#### [How to complete this task]
Look through the records, and whenever a line includes the word "white", copy it.

•••

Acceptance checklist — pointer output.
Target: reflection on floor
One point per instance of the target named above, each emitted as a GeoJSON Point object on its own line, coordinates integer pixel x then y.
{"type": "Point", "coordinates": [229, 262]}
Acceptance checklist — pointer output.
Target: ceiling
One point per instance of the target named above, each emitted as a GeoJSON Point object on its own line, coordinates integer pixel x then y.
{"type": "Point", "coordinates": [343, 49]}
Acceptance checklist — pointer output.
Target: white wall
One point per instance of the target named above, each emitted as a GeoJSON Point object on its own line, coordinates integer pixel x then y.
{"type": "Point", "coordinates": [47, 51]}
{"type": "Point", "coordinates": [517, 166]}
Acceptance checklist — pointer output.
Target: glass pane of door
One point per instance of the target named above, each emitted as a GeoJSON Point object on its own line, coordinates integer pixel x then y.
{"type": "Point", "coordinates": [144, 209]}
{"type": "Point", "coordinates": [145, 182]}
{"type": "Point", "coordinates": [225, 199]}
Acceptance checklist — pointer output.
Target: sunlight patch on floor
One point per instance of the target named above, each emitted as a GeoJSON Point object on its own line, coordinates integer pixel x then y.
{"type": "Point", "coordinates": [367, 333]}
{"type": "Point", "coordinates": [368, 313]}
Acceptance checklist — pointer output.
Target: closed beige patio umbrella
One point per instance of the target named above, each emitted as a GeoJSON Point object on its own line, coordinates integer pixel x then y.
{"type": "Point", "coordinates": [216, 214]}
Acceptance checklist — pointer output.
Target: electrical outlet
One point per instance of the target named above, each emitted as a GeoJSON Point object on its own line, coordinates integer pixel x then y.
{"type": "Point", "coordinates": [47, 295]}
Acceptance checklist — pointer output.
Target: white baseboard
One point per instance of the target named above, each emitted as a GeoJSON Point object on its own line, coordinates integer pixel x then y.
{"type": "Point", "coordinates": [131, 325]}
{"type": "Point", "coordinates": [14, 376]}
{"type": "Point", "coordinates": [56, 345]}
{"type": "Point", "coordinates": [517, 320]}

•••

#### [Answer box]
Target: white wall
Target: white baseboard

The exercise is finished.